* [Written request]:
Which lines in the rows below contain the string "leaf", with case counting? Copy each of those lines.

Named-object pointing entries:
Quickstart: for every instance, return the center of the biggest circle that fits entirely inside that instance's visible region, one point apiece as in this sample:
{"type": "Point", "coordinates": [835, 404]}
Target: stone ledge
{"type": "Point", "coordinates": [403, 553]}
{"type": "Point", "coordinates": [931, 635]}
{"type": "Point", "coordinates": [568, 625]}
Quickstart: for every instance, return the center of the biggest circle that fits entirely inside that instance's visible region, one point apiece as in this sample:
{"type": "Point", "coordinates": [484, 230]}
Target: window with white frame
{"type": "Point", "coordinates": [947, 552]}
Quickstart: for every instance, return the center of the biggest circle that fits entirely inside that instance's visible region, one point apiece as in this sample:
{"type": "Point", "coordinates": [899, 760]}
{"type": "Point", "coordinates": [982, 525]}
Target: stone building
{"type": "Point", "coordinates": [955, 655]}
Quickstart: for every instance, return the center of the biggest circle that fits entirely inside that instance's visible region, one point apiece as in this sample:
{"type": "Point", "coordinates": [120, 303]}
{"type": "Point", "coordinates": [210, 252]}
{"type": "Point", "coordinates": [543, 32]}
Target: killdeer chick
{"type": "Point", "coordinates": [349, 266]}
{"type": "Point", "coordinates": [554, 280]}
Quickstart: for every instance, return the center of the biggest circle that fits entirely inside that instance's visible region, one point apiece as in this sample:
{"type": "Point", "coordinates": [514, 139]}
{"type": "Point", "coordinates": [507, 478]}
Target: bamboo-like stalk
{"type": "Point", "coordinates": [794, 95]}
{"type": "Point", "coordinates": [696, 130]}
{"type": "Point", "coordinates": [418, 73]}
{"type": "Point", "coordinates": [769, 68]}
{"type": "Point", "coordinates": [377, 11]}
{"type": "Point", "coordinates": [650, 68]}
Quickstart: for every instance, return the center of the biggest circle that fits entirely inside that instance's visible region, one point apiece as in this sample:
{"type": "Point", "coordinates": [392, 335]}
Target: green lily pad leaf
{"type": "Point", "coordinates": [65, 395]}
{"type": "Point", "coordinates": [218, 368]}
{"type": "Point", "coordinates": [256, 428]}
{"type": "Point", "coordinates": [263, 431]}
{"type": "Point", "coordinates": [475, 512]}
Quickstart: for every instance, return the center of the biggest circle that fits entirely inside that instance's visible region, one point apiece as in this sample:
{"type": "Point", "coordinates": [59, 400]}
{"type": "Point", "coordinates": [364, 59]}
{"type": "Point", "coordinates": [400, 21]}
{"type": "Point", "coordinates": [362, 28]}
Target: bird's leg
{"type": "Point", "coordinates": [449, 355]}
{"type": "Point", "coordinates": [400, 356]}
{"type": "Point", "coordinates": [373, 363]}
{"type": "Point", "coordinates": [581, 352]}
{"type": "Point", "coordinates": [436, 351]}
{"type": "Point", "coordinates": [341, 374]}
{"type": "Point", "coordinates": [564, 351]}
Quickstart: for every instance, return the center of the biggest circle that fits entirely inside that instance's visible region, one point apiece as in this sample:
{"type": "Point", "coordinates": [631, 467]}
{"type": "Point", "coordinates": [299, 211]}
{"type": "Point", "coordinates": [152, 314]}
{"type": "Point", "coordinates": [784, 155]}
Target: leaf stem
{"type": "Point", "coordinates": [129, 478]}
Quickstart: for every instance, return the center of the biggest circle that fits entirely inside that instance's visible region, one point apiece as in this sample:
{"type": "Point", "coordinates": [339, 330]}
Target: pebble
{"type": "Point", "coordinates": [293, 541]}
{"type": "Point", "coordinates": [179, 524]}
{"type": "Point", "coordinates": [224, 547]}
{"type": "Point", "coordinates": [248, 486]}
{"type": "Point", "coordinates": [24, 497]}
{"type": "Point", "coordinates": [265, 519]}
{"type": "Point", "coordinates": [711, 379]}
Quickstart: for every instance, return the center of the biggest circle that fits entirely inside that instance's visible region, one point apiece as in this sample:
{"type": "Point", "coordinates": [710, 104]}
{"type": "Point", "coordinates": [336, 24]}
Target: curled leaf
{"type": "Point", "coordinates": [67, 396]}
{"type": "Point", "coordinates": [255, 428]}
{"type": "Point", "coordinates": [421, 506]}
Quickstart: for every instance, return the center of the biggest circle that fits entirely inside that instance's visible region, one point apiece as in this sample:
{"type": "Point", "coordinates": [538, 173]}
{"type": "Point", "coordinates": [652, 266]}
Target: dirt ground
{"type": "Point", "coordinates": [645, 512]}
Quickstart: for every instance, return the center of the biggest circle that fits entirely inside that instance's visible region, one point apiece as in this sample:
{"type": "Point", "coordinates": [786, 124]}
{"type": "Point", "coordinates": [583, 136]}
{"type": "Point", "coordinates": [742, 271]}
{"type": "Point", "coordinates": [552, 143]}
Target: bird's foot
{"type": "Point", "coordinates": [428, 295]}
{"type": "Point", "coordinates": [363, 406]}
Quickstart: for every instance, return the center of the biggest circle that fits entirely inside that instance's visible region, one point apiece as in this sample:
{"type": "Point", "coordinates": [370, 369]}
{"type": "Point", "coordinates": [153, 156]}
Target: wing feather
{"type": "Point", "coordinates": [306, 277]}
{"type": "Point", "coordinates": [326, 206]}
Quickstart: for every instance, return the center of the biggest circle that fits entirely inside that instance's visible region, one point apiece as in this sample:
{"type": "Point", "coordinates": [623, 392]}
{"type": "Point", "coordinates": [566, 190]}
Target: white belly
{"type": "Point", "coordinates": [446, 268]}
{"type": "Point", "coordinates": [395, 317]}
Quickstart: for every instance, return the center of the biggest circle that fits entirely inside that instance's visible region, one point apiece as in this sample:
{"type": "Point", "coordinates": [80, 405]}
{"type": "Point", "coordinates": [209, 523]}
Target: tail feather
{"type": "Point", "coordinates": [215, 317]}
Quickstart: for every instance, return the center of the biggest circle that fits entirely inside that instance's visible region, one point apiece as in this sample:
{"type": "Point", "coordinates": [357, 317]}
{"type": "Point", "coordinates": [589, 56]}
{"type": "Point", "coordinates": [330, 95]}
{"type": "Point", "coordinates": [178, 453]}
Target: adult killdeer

* [Result of this task]:
Target: green lily pad leaf
Target: leaf stem
Target: curled leaf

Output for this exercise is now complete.